■ **Directions for this task**
The whole listing is to be restated, character for character.

■ **Records to use**
=-=-=-=-=
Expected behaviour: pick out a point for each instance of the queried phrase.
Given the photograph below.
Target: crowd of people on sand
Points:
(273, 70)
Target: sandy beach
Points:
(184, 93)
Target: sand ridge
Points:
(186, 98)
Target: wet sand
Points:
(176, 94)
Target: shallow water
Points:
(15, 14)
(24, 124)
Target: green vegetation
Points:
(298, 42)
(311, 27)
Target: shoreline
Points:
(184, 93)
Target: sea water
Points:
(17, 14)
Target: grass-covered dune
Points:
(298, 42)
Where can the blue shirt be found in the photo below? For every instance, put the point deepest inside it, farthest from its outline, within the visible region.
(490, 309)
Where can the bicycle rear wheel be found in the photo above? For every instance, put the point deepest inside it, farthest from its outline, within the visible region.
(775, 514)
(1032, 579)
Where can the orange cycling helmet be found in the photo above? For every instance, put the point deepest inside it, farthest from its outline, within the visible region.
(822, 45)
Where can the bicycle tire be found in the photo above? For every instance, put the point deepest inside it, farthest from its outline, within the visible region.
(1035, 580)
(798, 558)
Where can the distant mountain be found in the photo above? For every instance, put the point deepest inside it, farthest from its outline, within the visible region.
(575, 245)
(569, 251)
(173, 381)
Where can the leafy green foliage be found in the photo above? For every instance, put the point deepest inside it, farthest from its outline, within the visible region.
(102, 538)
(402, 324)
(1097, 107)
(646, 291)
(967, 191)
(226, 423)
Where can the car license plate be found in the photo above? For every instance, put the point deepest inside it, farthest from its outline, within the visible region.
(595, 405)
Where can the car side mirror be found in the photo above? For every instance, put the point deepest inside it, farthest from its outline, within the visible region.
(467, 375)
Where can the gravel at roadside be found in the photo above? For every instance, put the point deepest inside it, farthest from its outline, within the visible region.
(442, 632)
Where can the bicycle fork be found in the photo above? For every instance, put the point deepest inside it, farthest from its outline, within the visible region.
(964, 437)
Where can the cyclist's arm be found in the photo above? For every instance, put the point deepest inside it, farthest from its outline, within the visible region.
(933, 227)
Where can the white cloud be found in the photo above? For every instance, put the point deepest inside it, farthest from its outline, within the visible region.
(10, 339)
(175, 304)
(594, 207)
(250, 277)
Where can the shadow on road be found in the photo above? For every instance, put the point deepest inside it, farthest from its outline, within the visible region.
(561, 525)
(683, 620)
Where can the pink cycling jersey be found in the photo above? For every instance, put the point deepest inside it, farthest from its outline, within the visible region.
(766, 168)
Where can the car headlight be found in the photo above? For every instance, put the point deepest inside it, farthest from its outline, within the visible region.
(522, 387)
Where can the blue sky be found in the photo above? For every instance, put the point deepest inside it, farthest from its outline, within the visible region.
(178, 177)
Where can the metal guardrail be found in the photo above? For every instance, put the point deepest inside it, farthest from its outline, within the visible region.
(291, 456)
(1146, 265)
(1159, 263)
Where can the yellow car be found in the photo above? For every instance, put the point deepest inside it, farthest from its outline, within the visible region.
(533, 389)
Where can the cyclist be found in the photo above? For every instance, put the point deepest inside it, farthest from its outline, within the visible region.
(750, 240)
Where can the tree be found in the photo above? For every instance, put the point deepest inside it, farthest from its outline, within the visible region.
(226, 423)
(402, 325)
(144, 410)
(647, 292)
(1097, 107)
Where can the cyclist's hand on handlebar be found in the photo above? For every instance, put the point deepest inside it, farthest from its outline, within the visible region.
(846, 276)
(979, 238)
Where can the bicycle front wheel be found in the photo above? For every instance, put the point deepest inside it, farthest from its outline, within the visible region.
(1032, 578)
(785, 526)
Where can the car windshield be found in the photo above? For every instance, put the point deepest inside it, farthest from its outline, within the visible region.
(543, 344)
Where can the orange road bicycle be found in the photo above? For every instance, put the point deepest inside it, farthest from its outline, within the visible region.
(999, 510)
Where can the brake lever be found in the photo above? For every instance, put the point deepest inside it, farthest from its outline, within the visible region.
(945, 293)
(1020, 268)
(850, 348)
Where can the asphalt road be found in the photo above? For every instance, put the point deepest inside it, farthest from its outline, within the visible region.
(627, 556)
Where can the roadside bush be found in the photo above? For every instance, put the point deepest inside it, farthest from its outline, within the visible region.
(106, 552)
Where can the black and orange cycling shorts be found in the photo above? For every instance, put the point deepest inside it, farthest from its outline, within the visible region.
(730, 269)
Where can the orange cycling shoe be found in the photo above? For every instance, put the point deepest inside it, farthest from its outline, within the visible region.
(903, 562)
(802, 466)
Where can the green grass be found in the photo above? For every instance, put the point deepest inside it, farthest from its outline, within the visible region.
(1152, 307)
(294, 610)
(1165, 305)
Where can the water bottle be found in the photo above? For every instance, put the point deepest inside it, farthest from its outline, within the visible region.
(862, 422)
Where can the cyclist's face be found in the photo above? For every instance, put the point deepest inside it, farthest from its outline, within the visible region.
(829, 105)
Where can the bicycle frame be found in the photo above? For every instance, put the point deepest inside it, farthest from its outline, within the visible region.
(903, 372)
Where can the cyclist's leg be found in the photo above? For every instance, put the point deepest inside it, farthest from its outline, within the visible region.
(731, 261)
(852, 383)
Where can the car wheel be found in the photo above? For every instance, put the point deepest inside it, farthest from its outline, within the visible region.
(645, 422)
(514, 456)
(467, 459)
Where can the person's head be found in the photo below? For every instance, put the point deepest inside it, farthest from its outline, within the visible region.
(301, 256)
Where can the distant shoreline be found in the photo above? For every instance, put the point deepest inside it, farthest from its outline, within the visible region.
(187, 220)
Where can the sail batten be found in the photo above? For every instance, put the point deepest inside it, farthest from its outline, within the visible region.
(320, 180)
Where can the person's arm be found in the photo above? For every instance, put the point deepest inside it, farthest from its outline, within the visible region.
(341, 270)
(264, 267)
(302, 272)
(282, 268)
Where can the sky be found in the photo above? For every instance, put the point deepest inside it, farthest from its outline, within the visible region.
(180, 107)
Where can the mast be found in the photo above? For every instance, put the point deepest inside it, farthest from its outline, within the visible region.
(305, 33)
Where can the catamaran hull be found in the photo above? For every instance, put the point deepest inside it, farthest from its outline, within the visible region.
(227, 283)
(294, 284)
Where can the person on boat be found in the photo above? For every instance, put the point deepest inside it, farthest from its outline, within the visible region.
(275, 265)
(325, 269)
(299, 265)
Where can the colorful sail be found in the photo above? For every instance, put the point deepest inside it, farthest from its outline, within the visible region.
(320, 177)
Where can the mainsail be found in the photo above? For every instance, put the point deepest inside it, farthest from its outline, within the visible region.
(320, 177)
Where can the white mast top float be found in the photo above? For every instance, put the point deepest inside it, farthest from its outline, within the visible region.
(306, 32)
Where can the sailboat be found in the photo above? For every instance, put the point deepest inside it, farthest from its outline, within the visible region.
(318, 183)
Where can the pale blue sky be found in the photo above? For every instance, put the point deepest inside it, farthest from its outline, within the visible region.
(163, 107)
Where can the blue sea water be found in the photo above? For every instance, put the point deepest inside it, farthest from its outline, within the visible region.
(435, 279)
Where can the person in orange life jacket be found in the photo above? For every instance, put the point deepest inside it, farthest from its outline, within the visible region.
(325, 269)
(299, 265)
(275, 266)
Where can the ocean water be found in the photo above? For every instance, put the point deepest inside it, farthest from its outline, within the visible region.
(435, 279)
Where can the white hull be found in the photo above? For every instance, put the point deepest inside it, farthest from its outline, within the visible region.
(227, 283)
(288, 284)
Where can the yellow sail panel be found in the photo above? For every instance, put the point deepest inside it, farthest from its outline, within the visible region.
=-=-=-=-=
■ **Solution**
Expected behaviour: pick out a point for each instance of the queried phrase.
Given the photograph below.
Target: crowd of people on sand
Points:
(273, 70)
Target: sandy beach
Points:
(184, 93)
Target: sand ridge
Points:
(186, 98)
Target: wet sand
Points:
(176, 94)
Target: shallow water
Points:
(15, 14)
(24, 124)
Target: green vegetation
Points:
(298, 42)
(311, 27)
Target: shoreline
Points:
(184, 93)
Target: sea water
Points:
(17, 14)
Target: grass-covered dune
Points:
(298, 42)
Where can the blue shirt be found in the photo below? For every instance, put the point deepest inside it, farthest from its outline, within the visible region.
(490, 309)
Where can the bicycle rear wheel be found in the photo above? For every instance, put the point deepest inside it, farthest from its outline, within the visible region.
(775, 514)
(1032, 579)
Where can the orange cycling helmet be found in the photo above? For every instance, put the point deepest inside it, farthest from its outline, within the visible region.
(822, 45)
Where can the bicycle tire be found in the photo above? For every instance, put the point deepest inside it, farthest from its outline, within the visible region.
(1035, 580)
(798, 558)
Where can the distant mountain be found in the photo above? For every instance, put the point deepest inside it, farthest from its outline, within the visible region.
(575, 245)
(569, 251)
(173, 381)
Where can the leafy green foliage be found in the photo above? For every instance, put the point deepest inside it, farthest from its outline, within the visible region.
(102, 538)
(402, 324)
(1097, 107)
(646, 291)
(967, 191)
(226, 423)
Where can the car license plate be found in the photo above? For every instance, put the point deepest inside it, farthest from its outline, within the visible region.
(595, 405)
Where can the car side mirror be found in the photo above? For every instance, put the point deepest inside it, farthest from its outline, within the visible region.
(467, 375)
Where can the gravel at roadside be found in the photo above? For every instance, put the point deepest inside it, farthest from its outline, within the visible region.
(442, 632)
Where can the bicycle fork be found in the photo above? For every instance, put the point deepest inside it, farthest from its outline, within the visible region.
(964, 437)
Where can the cyclist's arm be found in the photo above? For every instance, put the point deepest inside it, farthest from its outline, within the visible region.
(933, 227)
Where can the white cloud be found in the photo above? For every instance, put the point deepest inside it, farthest from its outline, within the visible region.
(10, 339)
(175, 304)
(594, 207)
(250, 277)
Where can the shadow on road be found in the photo above? For every instance, put the point deepest inside it, farthest from its outline, within the visible region.
(561, 525)
(683, 620)
Where can the pink cycling jersey be found in the photo above? For every instance, put the point deepest inside it, farthest from its outline, within the visible region.
(766, 168)
Where can the car headlight be found in the photo above? For every instance, put the point deepest inside it, farthest from its outline, within the visible region.
(522, 387)
Where can the blue sky be found in the photo above? For every instance, put the point deepest inside it, farthest from its outline, within the visible region.
(178, 177)
Where can the metal guardrail be found in the photo above? For every instance, put the point deepest inside it, farthest from its outline, within the visible region.
(291, 456)
(1146, 265)
(1159, 263)
Where can the yellow car be found in the photo above? For every instance, put the point deepest inside it, farthest from its outline, within the visible region.
(533, 389)
Where can the cyclist be found in the photo above? For every instance, put the point deepest inside it, farthest from its outline, within the visible region.
(750, 240)
Where can the tree be found in the photo above? For every instance, put the point deepest inside it, farthest from its outline, within the visible region.
(226, 423)
(402, 325)
(144, 410)
(647, 292)
(1097, 107)
Where can the cyclist's hand on handlebar be found in the photo above? For every instance, put the point deepest inside it, farthest from its outline, within the visible region.
(846, 276)
(979, 238)
Where can the bicycle front wheel be found in the photo above? For every instance, put the point deepest inside it, farthest from its outline, within the visible region.
(1032, 578)
(785, 526)
Where can the car windshield be found in the photo above? For every instance, put the point deepest inside it, farthest from its outline, within the visible region.
(543, 344)
Where can the orange road bicycle be found in the photo above? For every instance, put the point deepest inside it, farthest from its outline, within the visible region.
(999, 510)
Where can the brake lever be found in the photo above? For every instance, put the point deepest inside it, farthest from its outline, within the visible region.
(945, 293)
(1020, 268)
(850, 348)
Where can the asphalt road be found in the photo above? For every instance, put the point deepest inside it, farthest from its outline, within the visible region.
(627, 556)
Where can the roadside bush be found in the photo above? For every instance, put the point deepest inside it, farthest from its outline, within the visible region.
(106, 552)
Where can the black and orange cycling shorts be found in the photo above? For every instance, put the point deepest inside it, farthest from its outline, within the visible region.
(730, 269)
Where can the orange cycling shoe be found in the photo above? For every instance, put the point deepest inside it, farthest from its outline, within the visible region.
(903, 562)
(802, 466)
Where can the green grass be found in the photo above? For every instance, put the point deepest inside it, farthest from its outline, within the visible region.
(1152, 307)
(294, 610)
(1165, 305)
Where can the water bottle be found in the photo above? For every instance, put the point deepest inside it, farthest from its outline, within the visible region.
(862, 422)
Where can the cyclist's face be found in the photo above? For every instance, put the point deepest inside it, farthest from its outline, within the visible region.
(829, 105)
Where can the bicycle frame be found in the photo above? For every instance, put the point deepest inside it, farthest from its outline, within the visible region.
(903, 372)
Where can the cyclist's leg be found in the photo above? For every instance, put the point deepest inside it, farthest from its outline, within the visible region.
(731, 261)
(852, 383)
Where can the car wheel be found in the photo above? For every instance, put the point deepest inside it, farthest from its outline, within the visible region.
(645, 422)
(514, 456)
(467, 459)
Where can the person's head be found in the photo below? For every instance, put the point deepest inside it, farthest from its outline, within the visible region.
(301, 256)
Where can the distant shoreline be found in the photo above? For every instance, put the point deepest inside it, farthest from its outline, within the visible region.
(187, 220)
Where can the sail batten be found in the photo above? For every instance, put the point deepest inside it, farthest from its outline, within the visible region.
(320, 180)
Where can the person's arm be found in the photo above? For every instance, put the point deepest inside it, farthest from its outline, within the visible region.
(341, 270)
(264, 267)
(302, 272)
(282, 268)
Where can the sky be found in the photo above? For every instance, put the point deepest inside it, farthest from its outline, within the visible region.
(180, 107)
Where can the mast be found in the photo above? For every instance, put the point deepest inside it, farthest from its outline, within the visible region.
(305, 33)
Where can the catamaran hull be found in the photo above? For every instance, put the point deepest inside it, farthest from its outline, within the visible region.
(227, 283)
(294, 284)
Where can the person on boat be found in the photo above? For every instance, put the point deepest inside it, farthest from its outline, within the visible region.
(275, 265)
(325, 269)
(299, 265)
Where can the colorful sail be found in the photo above? For every instance, put the point deepest inside it, farthest from its outline, within the visible region.
(320, 177)
Where can the mainsail be found in the photo above? For every instance, put the point deepest inside it, farthest from its outline, within the visible region.
(320, 177)
Where can the white mast top float be found in the photo above? For every instance, put the point deepest inside it, farthest from its outline, within the visible region.
(306, 32)
Where can the sailboat be found in the photo above? For every instance, put the point deepest inside it, farthest from its outline, within the visible region.
(318, 183)
Where can the pale blue sky be found in the photo above? For every instance, put the point deepest inside it, farthest from its outline, within the visible region.
(163, 107)
Where can the blue sea water be found in the photo above? For every instance, put the point deepest inside it, farthest from its outline, within the visible region.
(435, 279)
Where can the person in orange life jacket be found in the photo above? For every instance, put the point deepest inside it, farthest from its outline, within the visible region.
(325, 269)
(299, 265)
(275, 266)
Where can the ocean water be found in the photo above? For every instance, put the point deepest inside it, farthest from its outline, within the visible region.
(435, 279)
Where can the white hull be found in the photo above? For every instance, put the point deepest inside it, farthest from its outline, within the visible region.
(227, 283)
(288, 284)
Where can the yellow sail panel be found in the photo above? For every instance, put the point deepest inside it, farthest from its outline, within the visible region.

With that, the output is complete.